WHAT IS EXPECTED: Exactly as given, repeat all of the entries.

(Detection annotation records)
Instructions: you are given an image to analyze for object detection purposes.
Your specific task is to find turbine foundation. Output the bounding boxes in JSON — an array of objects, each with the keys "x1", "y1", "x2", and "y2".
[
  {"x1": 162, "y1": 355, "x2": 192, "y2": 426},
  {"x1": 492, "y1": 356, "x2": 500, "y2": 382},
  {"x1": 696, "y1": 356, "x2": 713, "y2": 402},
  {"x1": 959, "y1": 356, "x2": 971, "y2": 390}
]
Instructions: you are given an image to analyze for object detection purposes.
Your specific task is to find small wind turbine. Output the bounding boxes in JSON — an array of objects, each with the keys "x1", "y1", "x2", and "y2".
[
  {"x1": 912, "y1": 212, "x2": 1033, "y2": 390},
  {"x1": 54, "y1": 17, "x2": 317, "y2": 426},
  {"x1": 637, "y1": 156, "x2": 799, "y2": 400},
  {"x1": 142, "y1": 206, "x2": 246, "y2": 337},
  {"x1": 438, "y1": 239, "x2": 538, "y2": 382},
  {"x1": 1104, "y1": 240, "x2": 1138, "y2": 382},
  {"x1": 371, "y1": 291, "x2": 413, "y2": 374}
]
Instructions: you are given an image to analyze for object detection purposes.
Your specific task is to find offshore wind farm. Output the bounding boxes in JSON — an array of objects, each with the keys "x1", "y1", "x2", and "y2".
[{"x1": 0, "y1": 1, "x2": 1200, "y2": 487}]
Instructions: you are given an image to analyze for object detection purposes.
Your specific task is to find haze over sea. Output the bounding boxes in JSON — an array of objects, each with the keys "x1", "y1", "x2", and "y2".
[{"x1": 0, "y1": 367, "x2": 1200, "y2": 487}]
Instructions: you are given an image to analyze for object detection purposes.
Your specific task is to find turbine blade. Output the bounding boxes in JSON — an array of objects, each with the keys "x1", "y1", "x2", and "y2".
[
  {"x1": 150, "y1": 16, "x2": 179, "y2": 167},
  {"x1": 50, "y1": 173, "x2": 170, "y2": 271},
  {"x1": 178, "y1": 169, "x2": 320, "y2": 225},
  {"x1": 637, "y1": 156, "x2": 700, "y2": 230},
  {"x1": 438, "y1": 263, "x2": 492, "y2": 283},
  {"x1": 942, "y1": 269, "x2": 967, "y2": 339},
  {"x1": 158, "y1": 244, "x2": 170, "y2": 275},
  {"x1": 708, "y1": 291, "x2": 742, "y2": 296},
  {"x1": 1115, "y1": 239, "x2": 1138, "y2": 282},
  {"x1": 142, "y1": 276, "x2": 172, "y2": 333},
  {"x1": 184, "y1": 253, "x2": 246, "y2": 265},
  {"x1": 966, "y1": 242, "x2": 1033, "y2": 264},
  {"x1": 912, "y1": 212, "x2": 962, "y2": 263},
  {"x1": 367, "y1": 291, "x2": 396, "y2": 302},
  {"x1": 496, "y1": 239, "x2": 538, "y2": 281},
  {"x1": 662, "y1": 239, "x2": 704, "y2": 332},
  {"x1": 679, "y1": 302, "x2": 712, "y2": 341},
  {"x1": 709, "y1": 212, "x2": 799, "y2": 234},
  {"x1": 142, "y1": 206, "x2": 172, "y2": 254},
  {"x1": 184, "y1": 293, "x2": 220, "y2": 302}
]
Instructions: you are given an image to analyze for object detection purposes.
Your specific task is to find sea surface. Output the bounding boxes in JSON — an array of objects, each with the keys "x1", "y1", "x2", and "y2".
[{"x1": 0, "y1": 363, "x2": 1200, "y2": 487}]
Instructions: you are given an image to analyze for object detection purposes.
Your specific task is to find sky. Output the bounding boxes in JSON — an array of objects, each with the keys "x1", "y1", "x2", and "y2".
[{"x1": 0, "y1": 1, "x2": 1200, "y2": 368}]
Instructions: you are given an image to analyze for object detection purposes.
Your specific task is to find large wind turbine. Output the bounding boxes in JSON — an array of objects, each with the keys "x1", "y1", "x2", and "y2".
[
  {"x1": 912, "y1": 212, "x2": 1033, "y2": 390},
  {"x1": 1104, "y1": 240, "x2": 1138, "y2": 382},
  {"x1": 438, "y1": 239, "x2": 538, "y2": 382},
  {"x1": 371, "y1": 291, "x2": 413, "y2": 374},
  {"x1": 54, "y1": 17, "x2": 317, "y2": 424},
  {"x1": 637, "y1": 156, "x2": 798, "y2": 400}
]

EXERCISE RESPONSE:
Instructions: you are given an image to analyze for object detection purposes.
Your specific task is to find turbine foundation. Output the bounding boxes in JSON — an array of objects, each with the keys "x1", "y1", "x2", and "y2".
[
  {"x1": 162, "y1": 355, "x2": 192, "y2": 426},
  {"x1": 492, "y1": 356, "x2": 500, "y2": 382},
  {"x1": 696, "y1": 356, "x2": 713, "y2": 402},
  {"x1": 959, "y1": 356, "x2": 971, "y2": 390}
]
Instructions: you are given an image to analyze for object detection purposes.
Your specific task is to find small wind turbine. Output the bounding boxes in JSON — an array of objects, each with the keys "x1", "y1", "x2", and "y2".
[
  {"x1": 912, "y1": 212, "x2": 1033, "y2": 390},
  {"x1": 54, "y1": 17, "x2": 317, "y2": 426},
  {"x1": 637, "y1": 156, "x2": 799, "y2": 400},
  {"x1": 142, "y1": 206, "x2": 246, "y2": 337},
  {"x1": 438, "y1": 239, "x2": 538, "y2": 382},
  {"x1": 1104, "y1": 240, "x2": 1138, "y2": 382},
  {"x1": 371, "y1": 291, "x2": 413, "y2": 374}
]
Instructions: you are given an image to analyze for object detection purposes.
Your specific task is to find offshore wind farm. Output the bounding boxes in JSON — an array of objects, each with the keys "x1", "y1", "x2", and "y2".
[{"x1": 0, "y1": 1, "x2": 1200, "y2": 487}]
Instructions: you are given an image to analyze for object detection purposes.
Your specific task is to find haze over sea. Output the bounding boxes in JSON — an array of objects, each with the keys "x1", "y1", "x2", and "y2".
[{"x1": 0, "y1": 367, "x2": 1200, "y2": 487}]
Instructions: you are given an image to analyze for object detection purposes.
Your specific task is to find turbine blade. Output the bounding boxes in JSON — an array of objects, each with the keys "x1", "y1", "x2", and "y2".
[
  {"x1": 150, "y1": 16, "x2": 179, "y2": 167},
  {"x1": 50, "y1": 173, "x2": 170, "y2": 271},
  {"x1": 178, "y1": 169, "x2": 320, "y2": 225},
  {"x1": 637, "y1": 156, "x2": 700, "y2": 230},
  {"x1": 438, "y1": 263, "x2": 492, "y2": 283},
  {"x1": 942, "y1": 269, "x2": 967, "y2": 339},
  {"x1": 158, "y1": 244, "x2": 170, "y2": 275},
  {"x1": 708, "y1": 291, "x2": 742, "y2": 296},
  {"x1": 1115, "y1": 239, "x2": 1138, "y2": 282},
  {"x1": 142, "y1": 276, "x2": 172, "y2": 333},
  {"x1": 184, "y1": 253, "x2": 246, "y2": 265},
  {"x1": 966, "y1": 242, "x2": 1033, "y2": 264},
  {"x1": 912, "y1": 212, "x2": 962, "y2": 263},
  {"x1": 367, "y1": 291, "x2": 396, "y2": 302},
  {"x1": 496, "y1": 239, "x2": 538, "y2": 281},
  {"x1": 662, "y1": 239, "x2": 704, "y2": 332},
  {"x1": 679, "y1": 302, "x2": 712, "y2": 341},
  {"x1": 709, "y1": 212, "x2": 799, "y2": 234},
  {"x1": 142, "y1": 206, "x2": 172, "y2": 254},
  {"x1": 184, "y1": 293, "x2": 220, "y2": 302}
]
Instructions: you are given an image to analyze for object detection purposes.
Your specific task is to find sea surface. Output the bounding boxes in JSON — an array of objects, each with the keys "x1", "y1", "x2", and "y2".
[{"x1": 0, "y1": 363, "x2": 1200, "y2": 487}]
Instructions: you are given an image to analyze for object detection purposes.
Your specific task is to find sky. Output the bounding boxes in JSON — an array of objects, each with the keys "x1", "y1", "x2", and "y2".
[{"x1": 0, "y1": 1, "x2": 1200, "y2": 368}]
Instructions: you are given an image to analyze for object detection purposes.
Your specific task is to find large wind turbine. Output the bounding boxes in JSON — an array of objects, each with the keys "x1", "y1", "x2", and "y2".
[
  {"x1": 912, "y1": 212, "x2": 1033, "y2": 390},
  {"x1": 1104, "y1": 240, "x2": 1138, "y2": 382},
  {"x1": 438, "y1": 239, "x2": 538, "y2": 382},
  {"x1": 371, "y1": 291, "x2": 413, "y2": 374},
  {"x1": 54, "y1": 17, "x2": 317, "y2": 424},
  {"x1": 637, "y1": 156, "x2": 798, "y2": 400}
]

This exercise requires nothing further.